(Stored data entries)
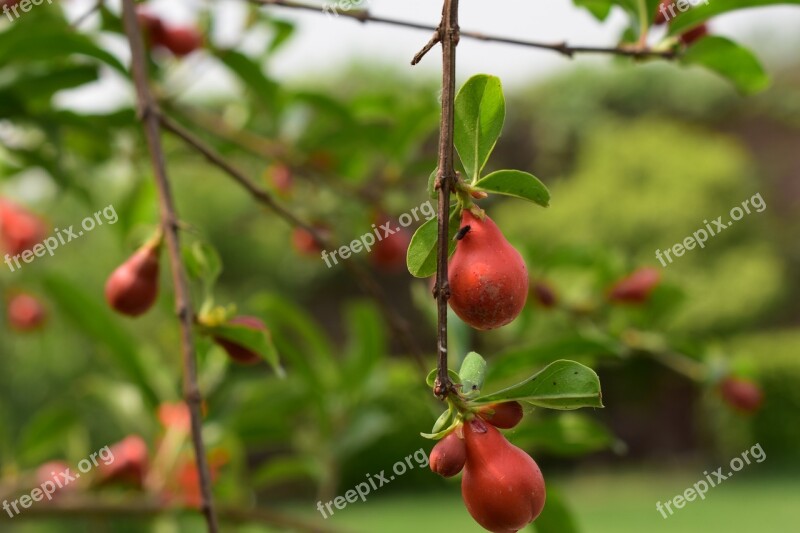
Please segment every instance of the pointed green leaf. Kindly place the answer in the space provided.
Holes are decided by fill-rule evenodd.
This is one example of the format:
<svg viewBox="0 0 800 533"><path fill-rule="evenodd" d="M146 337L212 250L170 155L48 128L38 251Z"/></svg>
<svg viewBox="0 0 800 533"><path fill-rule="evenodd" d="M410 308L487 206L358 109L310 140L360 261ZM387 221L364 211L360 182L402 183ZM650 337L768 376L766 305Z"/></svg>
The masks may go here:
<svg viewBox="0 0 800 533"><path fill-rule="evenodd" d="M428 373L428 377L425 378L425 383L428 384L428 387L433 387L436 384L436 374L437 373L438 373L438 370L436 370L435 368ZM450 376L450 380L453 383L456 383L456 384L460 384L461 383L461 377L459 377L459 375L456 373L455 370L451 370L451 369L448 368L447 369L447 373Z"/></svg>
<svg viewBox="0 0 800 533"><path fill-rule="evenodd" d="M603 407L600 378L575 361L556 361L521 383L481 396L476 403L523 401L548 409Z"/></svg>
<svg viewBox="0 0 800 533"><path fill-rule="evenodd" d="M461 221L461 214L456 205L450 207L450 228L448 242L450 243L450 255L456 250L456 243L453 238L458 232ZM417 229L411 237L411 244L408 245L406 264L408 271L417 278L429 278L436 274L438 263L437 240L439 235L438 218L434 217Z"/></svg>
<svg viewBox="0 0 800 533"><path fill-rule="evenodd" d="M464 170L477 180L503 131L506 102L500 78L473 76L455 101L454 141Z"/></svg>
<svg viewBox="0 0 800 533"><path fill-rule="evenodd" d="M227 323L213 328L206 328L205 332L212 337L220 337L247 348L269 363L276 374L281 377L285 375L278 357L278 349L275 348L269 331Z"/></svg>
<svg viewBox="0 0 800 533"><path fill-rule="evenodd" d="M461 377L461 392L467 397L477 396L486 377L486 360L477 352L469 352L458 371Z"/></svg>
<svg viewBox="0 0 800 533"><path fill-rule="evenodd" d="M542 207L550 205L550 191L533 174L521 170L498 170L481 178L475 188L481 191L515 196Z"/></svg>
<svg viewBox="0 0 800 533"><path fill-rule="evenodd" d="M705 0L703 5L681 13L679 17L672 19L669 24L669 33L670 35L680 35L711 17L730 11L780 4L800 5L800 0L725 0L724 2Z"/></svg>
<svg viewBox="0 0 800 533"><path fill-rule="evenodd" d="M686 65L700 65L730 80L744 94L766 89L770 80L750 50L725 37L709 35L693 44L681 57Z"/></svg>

==

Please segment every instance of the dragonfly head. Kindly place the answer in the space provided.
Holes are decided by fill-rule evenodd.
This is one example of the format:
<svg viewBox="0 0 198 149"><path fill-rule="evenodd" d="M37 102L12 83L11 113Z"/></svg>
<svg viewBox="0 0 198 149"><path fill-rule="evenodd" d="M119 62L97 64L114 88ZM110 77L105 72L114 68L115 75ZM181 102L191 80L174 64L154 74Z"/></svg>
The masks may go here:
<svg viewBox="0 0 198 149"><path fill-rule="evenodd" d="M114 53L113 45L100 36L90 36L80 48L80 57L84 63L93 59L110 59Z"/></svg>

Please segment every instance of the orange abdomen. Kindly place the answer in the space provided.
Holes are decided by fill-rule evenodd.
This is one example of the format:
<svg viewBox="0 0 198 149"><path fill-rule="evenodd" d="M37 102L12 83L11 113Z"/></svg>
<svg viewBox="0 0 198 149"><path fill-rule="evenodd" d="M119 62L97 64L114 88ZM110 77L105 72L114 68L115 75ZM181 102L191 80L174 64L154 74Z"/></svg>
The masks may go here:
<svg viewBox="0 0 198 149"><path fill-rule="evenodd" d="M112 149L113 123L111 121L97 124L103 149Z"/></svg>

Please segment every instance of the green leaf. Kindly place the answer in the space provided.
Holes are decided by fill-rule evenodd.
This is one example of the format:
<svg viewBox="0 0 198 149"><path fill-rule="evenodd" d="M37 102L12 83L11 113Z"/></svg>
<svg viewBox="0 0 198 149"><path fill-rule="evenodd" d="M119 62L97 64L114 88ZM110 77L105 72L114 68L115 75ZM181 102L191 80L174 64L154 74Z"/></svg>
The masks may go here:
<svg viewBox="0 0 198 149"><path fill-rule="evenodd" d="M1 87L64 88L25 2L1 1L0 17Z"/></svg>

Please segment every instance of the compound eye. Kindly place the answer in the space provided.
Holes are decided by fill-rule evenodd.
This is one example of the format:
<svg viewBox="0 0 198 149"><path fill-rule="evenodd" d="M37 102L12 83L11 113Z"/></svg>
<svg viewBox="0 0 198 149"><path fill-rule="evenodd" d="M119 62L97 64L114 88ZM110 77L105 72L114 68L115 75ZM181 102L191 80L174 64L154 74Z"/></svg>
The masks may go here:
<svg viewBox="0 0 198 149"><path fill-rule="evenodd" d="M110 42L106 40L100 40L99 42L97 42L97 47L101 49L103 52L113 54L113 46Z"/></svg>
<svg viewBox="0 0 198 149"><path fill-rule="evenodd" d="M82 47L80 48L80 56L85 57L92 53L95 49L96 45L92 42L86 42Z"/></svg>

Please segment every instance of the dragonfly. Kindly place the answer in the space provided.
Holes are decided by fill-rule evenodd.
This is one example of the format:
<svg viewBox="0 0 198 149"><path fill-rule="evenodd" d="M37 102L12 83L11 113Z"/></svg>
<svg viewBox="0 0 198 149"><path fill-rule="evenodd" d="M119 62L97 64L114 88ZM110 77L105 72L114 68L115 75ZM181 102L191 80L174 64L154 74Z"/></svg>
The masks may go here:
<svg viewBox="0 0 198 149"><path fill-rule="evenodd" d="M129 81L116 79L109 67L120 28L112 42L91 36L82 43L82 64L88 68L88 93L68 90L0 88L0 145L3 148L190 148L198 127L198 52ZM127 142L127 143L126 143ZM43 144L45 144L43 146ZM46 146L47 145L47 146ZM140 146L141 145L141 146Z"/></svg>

* * *

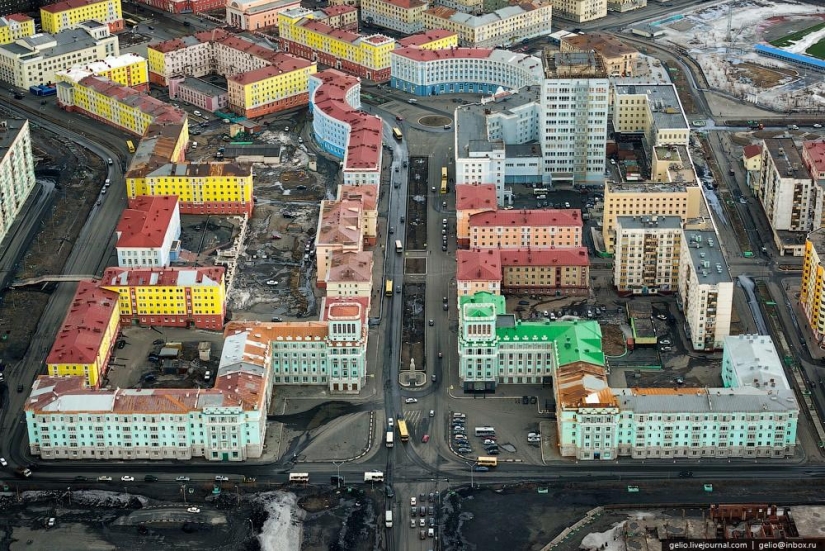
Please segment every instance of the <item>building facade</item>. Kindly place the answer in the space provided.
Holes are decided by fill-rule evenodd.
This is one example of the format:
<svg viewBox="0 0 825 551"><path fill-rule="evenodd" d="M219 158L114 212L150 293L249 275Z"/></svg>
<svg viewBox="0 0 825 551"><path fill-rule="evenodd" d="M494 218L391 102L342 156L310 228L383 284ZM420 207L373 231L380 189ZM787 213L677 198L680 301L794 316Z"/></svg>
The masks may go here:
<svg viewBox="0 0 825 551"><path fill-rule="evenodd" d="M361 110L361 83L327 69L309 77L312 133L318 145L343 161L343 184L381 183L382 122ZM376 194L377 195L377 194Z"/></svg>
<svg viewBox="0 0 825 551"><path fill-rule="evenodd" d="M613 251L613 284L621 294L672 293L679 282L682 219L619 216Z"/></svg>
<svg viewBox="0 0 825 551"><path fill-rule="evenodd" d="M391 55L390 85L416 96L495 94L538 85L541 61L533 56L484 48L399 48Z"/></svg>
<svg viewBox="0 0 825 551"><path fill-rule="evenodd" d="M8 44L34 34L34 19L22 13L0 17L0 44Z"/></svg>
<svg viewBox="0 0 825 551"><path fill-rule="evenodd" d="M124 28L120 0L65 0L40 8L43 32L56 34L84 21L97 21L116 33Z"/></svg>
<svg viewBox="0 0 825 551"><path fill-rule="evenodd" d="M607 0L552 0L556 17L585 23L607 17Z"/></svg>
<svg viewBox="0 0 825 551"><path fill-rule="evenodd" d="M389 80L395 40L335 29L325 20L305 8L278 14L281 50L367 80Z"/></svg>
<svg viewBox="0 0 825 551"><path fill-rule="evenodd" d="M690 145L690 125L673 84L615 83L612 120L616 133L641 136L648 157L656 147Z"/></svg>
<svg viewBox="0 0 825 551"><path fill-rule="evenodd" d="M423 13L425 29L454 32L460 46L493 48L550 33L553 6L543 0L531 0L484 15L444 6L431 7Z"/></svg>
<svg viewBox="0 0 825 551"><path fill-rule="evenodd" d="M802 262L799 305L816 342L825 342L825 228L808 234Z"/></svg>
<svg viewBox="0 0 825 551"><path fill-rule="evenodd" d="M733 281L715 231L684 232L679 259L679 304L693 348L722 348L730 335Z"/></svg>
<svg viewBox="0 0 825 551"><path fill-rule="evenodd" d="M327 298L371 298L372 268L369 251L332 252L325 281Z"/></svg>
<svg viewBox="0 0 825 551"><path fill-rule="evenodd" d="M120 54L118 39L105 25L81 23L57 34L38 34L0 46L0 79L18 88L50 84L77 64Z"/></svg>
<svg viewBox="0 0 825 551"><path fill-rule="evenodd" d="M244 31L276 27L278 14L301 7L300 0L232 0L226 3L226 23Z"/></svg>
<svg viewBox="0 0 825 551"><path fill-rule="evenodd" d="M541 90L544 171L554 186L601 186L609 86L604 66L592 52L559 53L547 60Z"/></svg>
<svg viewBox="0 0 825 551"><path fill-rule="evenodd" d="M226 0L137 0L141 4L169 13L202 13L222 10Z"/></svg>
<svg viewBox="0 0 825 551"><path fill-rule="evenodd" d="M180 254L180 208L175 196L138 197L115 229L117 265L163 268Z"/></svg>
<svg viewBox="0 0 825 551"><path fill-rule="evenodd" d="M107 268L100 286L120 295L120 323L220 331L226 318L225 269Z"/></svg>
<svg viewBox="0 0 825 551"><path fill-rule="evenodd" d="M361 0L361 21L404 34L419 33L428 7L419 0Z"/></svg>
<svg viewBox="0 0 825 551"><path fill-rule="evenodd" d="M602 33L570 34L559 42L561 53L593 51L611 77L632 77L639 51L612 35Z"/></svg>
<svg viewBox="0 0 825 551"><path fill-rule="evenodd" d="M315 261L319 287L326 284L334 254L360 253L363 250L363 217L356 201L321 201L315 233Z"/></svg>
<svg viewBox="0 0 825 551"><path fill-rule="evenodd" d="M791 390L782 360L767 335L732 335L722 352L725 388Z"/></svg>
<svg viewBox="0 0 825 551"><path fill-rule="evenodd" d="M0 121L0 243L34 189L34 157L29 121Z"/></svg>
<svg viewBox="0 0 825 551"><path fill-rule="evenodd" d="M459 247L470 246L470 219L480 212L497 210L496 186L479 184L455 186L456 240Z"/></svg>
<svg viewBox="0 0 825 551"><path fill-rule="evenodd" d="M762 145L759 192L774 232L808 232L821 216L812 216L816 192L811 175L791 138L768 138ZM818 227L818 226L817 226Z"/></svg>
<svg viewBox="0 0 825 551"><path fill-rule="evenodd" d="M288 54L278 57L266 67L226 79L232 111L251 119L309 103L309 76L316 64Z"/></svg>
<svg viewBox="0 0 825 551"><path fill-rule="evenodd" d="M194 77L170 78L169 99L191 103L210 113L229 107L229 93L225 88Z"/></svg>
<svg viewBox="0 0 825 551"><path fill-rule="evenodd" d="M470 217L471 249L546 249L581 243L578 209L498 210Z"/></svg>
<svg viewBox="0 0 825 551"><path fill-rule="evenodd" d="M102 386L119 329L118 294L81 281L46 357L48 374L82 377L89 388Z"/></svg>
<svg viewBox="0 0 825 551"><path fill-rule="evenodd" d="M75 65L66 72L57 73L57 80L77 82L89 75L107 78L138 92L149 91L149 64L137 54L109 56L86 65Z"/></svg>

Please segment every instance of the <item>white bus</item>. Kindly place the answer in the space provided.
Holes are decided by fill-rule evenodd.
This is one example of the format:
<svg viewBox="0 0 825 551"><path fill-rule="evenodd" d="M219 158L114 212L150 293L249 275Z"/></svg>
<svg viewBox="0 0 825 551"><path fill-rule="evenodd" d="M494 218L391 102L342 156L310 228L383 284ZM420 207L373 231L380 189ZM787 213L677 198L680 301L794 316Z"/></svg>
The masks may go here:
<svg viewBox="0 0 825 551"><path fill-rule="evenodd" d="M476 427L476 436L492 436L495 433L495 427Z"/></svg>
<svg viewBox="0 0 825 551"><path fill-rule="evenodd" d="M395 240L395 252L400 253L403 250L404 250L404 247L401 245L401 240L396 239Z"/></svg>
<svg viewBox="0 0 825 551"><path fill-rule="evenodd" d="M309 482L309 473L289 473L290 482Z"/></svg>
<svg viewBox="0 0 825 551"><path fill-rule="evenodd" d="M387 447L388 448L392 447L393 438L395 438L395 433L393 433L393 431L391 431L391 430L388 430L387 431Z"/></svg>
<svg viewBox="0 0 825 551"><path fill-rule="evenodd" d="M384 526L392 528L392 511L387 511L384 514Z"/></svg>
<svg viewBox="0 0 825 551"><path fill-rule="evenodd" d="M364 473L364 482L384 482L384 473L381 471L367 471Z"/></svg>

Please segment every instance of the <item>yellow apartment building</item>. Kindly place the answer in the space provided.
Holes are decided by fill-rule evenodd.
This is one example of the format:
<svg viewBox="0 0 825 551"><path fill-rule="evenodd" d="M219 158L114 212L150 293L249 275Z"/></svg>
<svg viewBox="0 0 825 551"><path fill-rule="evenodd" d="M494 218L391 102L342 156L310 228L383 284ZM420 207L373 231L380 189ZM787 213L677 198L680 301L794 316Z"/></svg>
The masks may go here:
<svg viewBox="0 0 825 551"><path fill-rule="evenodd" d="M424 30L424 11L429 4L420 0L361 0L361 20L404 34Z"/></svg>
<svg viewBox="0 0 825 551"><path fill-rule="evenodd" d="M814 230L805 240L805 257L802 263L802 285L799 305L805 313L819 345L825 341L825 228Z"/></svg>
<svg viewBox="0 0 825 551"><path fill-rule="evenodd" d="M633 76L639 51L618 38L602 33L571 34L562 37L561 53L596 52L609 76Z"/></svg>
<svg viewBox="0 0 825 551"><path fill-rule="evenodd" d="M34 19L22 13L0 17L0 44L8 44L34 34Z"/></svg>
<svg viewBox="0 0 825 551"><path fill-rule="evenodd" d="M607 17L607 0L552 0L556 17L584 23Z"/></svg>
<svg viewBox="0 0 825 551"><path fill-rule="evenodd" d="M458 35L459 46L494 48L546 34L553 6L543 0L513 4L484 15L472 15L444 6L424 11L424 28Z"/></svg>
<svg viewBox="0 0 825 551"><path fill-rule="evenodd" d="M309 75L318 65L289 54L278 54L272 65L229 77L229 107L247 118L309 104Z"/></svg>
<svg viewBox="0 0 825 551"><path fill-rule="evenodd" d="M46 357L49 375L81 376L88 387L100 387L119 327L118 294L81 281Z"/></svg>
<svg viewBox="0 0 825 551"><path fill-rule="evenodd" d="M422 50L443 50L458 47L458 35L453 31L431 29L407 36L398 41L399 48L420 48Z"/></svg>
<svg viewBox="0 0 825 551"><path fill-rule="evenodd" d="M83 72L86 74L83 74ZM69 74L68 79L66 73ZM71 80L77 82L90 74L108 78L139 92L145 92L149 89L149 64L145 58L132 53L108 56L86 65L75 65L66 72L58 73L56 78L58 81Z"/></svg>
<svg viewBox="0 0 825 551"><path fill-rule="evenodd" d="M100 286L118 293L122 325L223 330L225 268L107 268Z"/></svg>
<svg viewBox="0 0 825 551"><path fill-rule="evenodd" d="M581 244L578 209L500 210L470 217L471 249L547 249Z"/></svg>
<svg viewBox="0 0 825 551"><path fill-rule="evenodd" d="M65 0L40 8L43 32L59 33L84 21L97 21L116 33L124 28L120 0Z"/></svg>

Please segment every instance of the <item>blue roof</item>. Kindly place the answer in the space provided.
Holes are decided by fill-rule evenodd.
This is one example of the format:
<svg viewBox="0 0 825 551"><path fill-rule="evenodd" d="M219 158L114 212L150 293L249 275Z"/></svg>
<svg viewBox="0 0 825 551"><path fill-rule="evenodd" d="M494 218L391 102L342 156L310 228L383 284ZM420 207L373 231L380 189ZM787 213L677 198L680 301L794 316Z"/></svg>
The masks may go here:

## Task item
Copy each line of the data above that holds "green".

## Reply to the exercise
Please segment every instance of the pointed green leaf. Kindly place the answer in the space provided.
Please segment every instance of the green leaf. Kindly place the answer in the space provided.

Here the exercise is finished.